"""
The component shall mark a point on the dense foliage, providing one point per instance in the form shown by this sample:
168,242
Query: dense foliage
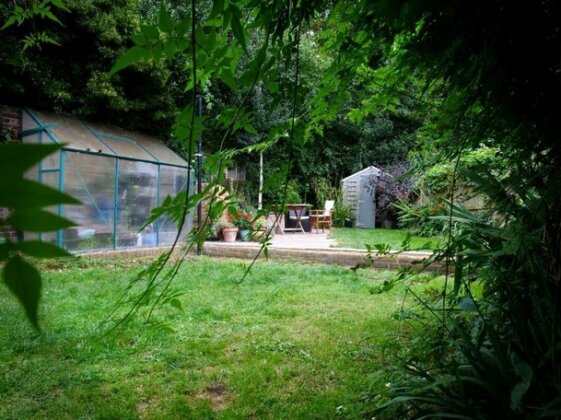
457,76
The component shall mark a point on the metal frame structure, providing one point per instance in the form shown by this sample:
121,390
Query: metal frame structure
45,132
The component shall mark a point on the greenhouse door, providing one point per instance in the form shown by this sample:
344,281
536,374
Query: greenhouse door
365,214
"""
* **Exercise requirements**: The records are to be retyped in full and exactly, with no image carried over.

* **Written solution**:
The component shall mark a point on the dense foliage, providing one point per instance in the form shown by this sample:
168,242
Query: dense foliage
457,76
The component shall mark a point on the metal frame structure, providing one point per instance in the form shown by this sample:
121,390
Query: metal frame structure
45,132
The component shall mark a point on the greenhouse door, providing one point per instance in the form shown by this sample:
344,281
536,374
Query: greenhouse door
365,214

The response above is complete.